#### SOURCE TEXT
####################

The returns 60r may continue through the third spool to the fifth tee 39e via the
open seventh shutoff valve 38g. The returns 60r may then flow into the shale shaker
33 and be processed thereby to remove the cuttings, thereby completing a cycle. As
the drilling fluid 60d and returns 60r circulate, the drill string 10 may be rotated
16 by the top drive 5 and lowered by the traveling block 6, thereby extending the
wellbore 100 into the lower formation 104b.
[0041] Alternatively, the sixth 38f and eighth 38h shutoff valves may be open and the fifth
38e and seventh 38g shutoff valves may be closed in the drilling mode, thereby routing
the returns 60r through the MGS 32 before discharge into the shaker 33.
[0042] The PLC 75 may be programmed to operate the MP choke 36a so that a target bottomhole
pressure (BHP) is maintained in the annulus 105 during the drilling operation. The
target BHP may be selected to be within a drilling window defined as greater than
or equal to a minimum threshold pressure, such as pore pressure, of the lower formation
104b and less than or equal to a maximum threshold pressure, such as fracture pressure,
of the lower formation, such as an average of the pore and fracture BHPs.
[0043] Alternatively, the minimum threshold may be stability pressure and/or the maximum
threshold may be leakoff pressure. Alternatively, threshold pressure gradients may
be used instead of pressures and the gradients may be at other depths along the lower
formation 130b besides bottomhole, such as the depth of the maximum pore gradient
and the depth of the minimum fracture gradient. Alternatively, the PLC 75 may be free
to vary the BHP within the window during the drilling operation.

####################

(Entries drawn from a collection)

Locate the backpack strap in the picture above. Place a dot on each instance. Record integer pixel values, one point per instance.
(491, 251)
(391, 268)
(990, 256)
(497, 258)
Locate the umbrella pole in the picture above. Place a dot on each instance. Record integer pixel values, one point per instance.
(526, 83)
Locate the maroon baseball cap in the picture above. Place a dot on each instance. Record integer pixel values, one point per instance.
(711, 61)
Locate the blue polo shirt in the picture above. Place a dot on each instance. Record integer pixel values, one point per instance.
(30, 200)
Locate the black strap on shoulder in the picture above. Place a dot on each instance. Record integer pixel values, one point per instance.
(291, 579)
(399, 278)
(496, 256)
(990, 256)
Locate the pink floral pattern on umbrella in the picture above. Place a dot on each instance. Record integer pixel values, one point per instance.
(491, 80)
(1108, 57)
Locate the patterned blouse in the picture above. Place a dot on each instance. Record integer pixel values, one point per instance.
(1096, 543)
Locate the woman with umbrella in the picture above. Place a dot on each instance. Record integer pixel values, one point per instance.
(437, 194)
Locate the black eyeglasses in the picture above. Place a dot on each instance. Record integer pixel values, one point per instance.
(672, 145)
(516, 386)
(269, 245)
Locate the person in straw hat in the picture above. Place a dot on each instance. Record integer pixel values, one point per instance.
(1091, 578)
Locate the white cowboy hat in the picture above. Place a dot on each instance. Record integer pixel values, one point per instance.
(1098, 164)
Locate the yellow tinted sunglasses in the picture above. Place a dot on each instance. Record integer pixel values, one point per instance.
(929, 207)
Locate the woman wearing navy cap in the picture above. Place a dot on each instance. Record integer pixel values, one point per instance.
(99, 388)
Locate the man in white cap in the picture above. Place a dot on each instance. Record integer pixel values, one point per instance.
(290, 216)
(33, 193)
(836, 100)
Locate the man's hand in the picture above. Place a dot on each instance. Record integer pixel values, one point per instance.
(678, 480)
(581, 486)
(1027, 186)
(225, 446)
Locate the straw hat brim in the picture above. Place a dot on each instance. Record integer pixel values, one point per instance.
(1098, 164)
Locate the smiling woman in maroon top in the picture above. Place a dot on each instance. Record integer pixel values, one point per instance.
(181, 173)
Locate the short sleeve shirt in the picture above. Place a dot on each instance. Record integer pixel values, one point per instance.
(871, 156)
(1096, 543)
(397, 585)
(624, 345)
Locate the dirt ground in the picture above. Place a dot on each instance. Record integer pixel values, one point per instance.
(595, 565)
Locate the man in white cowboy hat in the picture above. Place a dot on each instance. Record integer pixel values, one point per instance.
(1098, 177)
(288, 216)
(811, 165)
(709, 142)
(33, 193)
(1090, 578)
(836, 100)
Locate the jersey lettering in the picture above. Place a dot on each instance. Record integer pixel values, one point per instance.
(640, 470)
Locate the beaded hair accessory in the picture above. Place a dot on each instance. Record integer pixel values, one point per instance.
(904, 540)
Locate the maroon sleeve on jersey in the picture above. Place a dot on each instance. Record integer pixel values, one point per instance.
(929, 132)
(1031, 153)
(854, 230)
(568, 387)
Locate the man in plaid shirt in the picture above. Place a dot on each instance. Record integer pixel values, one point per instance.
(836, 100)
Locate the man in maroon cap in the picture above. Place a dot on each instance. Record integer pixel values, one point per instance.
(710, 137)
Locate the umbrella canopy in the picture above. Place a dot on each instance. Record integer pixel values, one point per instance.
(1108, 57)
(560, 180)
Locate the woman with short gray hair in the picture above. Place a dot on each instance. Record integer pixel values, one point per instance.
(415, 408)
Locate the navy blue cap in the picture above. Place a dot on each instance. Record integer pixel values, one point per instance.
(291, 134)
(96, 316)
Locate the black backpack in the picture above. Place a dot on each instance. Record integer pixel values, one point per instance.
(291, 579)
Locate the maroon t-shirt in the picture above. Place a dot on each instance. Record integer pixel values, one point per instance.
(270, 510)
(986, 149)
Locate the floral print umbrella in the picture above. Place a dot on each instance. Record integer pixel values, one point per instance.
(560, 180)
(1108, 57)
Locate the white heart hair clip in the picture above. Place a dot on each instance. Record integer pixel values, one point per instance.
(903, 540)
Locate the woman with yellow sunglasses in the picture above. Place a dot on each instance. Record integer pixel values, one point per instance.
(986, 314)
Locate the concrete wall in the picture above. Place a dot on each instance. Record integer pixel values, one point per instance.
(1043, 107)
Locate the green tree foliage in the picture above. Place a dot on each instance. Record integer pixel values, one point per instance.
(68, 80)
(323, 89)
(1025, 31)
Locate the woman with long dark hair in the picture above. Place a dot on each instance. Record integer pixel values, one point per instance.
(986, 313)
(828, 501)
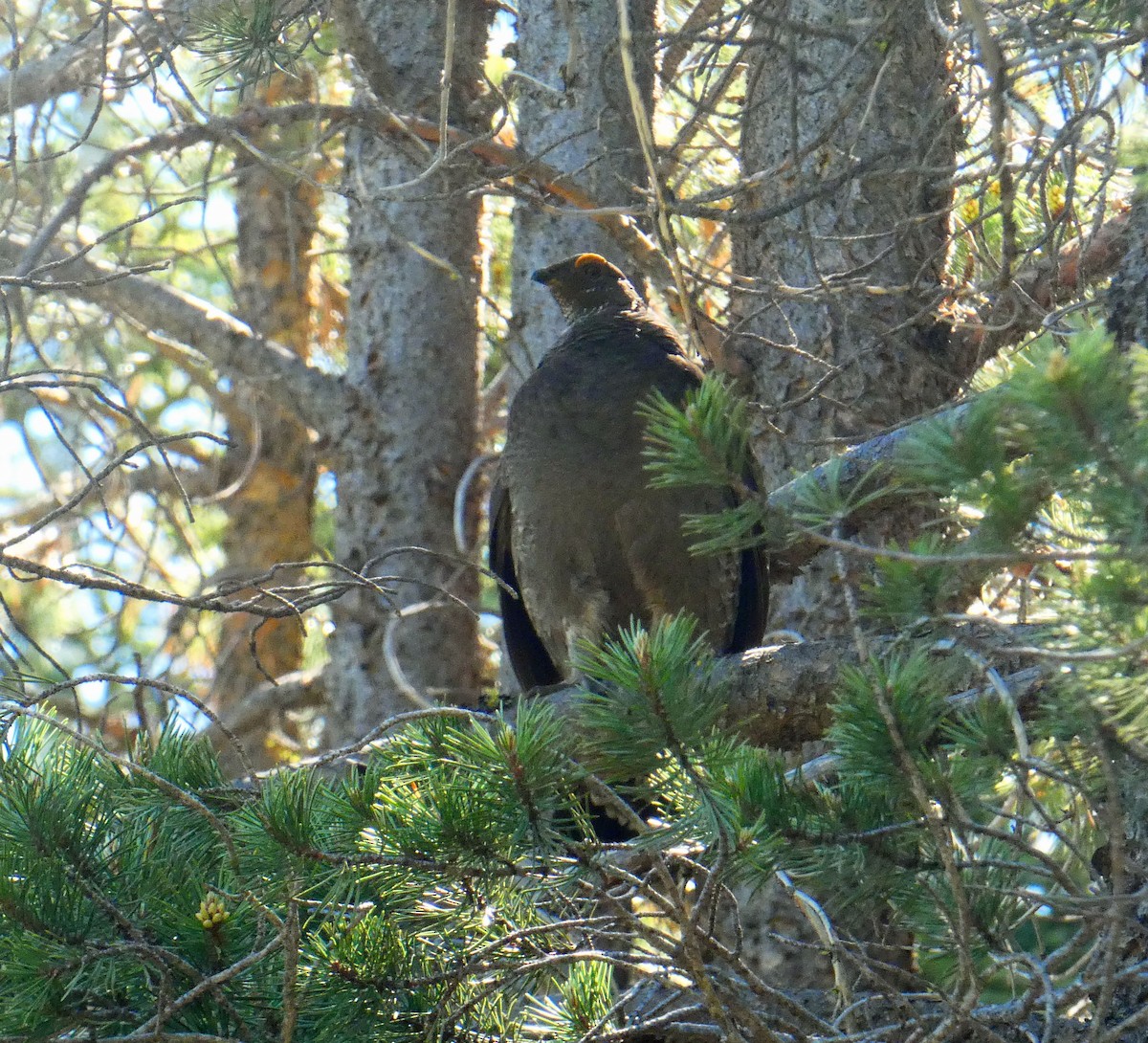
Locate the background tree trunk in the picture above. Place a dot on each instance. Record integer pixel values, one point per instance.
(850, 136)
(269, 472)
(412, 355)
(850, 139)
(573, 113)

####################

#### GOAL
Answer these questions on the drilling excerpt:
(a) What does the shale shaker 33 remove from the returns 60r?
(b) Which device does the PLC 75 operate to maintain a target bottomhole pressure in the annulus 105?
(c) In the alternative where the sixth and eighth shutoff valves are open in the drilling mode, which shutoff valves are closed?

#### FULL ANSWER
(a) The cuttings.
(b) The MP choke 36a.
(c) The fifth 38e and seventh 38g shutoff valves.